* Atividade 1: Liste todas as referências bibliográficas citadas no trecho sobre liberdade religiosa e psicologia, com autores e ano.
* Atividade 2: Escreva a continuação do trecho sobre liberdade religiosa e psicologia, começando logo após a última frase apresentada.

* Trecho para leitura:
Participante 48 - “Cada um acha que a sua seja a mais correta, mas acho que não deveria existir só uma. Cada religião tem um jeito diferente de propagar as suas leis e cada pessoa se identifica com uma”.
Acredita-se que a ênfase no processo subjetivo de escolha e na importância de combate ao preconceito reforçam nesta classe, assim como na classe 2, o respeito irrestrito à liberdade de escolha religiosa. Julga-se que o conteúdo dessas classes demonstra que, apesar da existência do preconceito, é possível observar uma transformação social na direção de uma convivência mais respeitosa e igualitária entre praticantes de diferentes credos religiosos. Compreende-se que, no atual cenário político social brasileiro, questões relacionadas à liberdade religiosa e ao exercício da psicologia enquanto profissão têm se constituído um desafio que tem tido destaque nos debates e na formação profissional. O entrelaçamento entre crenças religiosas e o exercício profissional esbarra no compromisso da Psicologia com os ideais democráticos e com a necessária laicidade do Estado (Lionço, 2017; Rios, Resadori, Silva, & Vidor, 2017). De acordo com Dias (2019), um dos principais cernes dessa crise está no pensamento conservador propagado por muitas religiões, sobretudo as consideradas evangélicas, sobre fenômenos como a homossexualidade e a transexualidade. Interpretações bíblicas acerca desses fenômenos embasam pensamentos discriminatórios relacionados a homossexuais e transexuais que patologizam essas condições e passam a demandar da psicologia a possibilidade de terapias para tratar supostos “desvios” da sexualidade.
Além de produzir desafios para o exercício da psicologia na atualidade, observa-se que a existência de históricos conflitos entre as diferentes orientações religiosas, principalmente manifestado no preconceito e na discriminação de religiões cristãs contra religiões de matriz africana, demonstra que ainda existem grandes obstáculos para a construção de uma sociedade mais justa e tolerante onde o respeito à pluralidade, às liberdades e aos Direitos Humanos sejam de fato efetivados (Santos, 2019). Assim, essa conjuntura constitui um desafio para a atuação ética da psicologia e seu compromisso com a laicidade do Estado. E, tendo em vista essa relação entre religiosidade e o próprio exercício profissional da psicologia, questiona-se sobre como a laicidade do Estado tem sido representada a partir do direito à liberdade de escolha religiosa.

* Material extraído:
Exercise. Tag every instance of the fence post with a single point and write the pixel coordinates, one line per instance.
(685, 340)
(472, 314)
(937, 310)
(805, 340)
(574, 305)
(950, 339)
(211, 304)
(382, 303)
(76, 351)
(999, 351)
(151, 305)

--

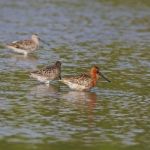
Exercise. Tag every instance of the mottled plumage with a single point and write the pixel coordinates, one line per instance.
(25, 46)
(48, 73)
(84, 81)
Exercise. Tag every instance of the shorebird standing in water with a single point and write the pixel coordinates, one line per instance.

* Resultado da tarefa 1:
- Lionço, 2017
- Rios, Resadori, Silva, & Vidor, 2017
- Dias (2019)
- Santos, 2019

* Resultado da tarefa 2:
Considerações Finais
Entende-se que o presente estudo contribuiu com a construção de conhecimentos acerca da liberdade religiosa em um contexto educacional caracterizado pelo fenômeno da rurbanidade. Destaca-se aqui a complexidade que envolve as Representações Sociais da Liberdade Religiosa observada nesse grupo e o predomínio de representações destacando a importância do respeito à livre escolha religiosa. Apenas uma classe demonstrou uma ambivalência nesse sentido e uma dificuldade em lidar com um respeito mais amplo à liberdade religiosa. Ademais, destaca-se a relação paradoxal entre uma socialização democrática e uma visão mais restritiva da liberdade religiosa, observada na primeira classe de resultado. Tal fato parece sinalizar para a importância de estudos mais aprofundados sobre os conteúdos de socialização, de modo a que se compreenda melhor como características de intolerância e de autoritarismo podem aparecer em discursos travestidos de democráticos. Nesse sentido, parece se estar diante de um tipo de socialização pseudodemocrática que aparenta não ter sido ainda relatada em estudos na área da socialização parental. Entre as limitações desse estudo destaca-se o significativo intervalo entre 12 e 19 anos do público estudado, que pode ter impactado nas percepções mais paradoxais observadas. Assim, a divisão em dois intervalos etários e a utilização desses intervalos como variáveis, poderia, a partir da análise realizada pelo software, identificar se existiria ou não impactos nas representações desse público.